* _What you are asked to do_: Print the data exactly as it appears, keeping every word.

* _Input material_:

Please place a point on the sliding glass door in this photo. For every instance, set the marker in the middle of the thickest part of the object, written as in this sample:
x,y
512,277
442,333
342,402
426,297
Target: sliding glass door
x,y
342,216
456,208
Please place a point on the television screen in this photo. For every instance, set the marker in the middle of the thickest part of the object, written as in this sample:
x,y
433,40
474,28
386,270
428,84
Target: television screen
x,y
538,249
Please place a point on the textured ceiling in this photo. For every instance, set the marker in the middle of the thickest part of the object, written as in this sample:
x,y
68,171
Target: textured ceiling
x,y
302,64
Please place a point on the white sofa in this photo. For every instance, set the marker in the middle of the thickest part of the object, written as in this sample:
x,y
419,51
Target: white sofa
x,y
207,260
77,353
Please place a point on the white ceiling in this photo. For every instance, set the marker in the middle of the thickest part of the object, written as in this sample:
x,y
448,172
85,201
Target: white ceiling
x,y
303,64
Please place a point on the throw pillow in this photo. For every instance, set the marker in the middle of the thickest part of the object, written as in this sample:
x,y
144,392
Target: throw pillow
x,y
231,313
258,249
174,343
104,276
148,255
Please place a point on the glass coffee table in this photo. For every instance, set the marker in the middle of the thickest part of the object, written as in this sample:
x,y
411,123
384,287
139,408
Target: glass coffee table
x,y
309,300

* _Answer box_:
Please place a point on the sliding glass door in this photo. For every instance, set the marker in the middle of the thickest part of the object, written as in this sample:
x,y
512,277
442,333
342,402
426,297
Target: sliding glass door
x,y
342,216
456,208
Please place a point on the television screen in this photo. For every instance, set the marker in the middle of the thickest part of the object, written as in this sample:
x,y
433,40
474,28
386,270
428,84
Target: television screen
x,y
538,249
Please place a point on the textured ceiling in this photo. For every instance, set the marker in the middle of the thickest part of the object, written as in this sample:
x,y
68,171
Target: textured ceiling
x,y
302,64
Please place a point on the white sofa in this photo. For every instance, set the marker in the middle of the thickest part of the object, written as in this sample:
x,y
419,51
Target: white sofa
x,y
207,260
77,353
Please place a point on the white ceiling in this photo. For every instance, set the marker in the middle of the thickest part of the object, written as in this sample:
x,y
448,172
85,201
Target: white ceiling
x,y
303,64
Please place a point on the throw pillow in this photo. For every instance, set the marker in the middle of the thickest part of the object, written as in this sample:
x,y
144,392
Target: throw pillow
x,y
231,313
258,249
174,343
104,276
148,255
Please place a point on the glass coffee table in this photo. For every instance, set the marker in the middle of the thickest part of the object, written as in this sample:
x,y
411,123
384,287
139,408
Target: glass coffee table
x,y
309,300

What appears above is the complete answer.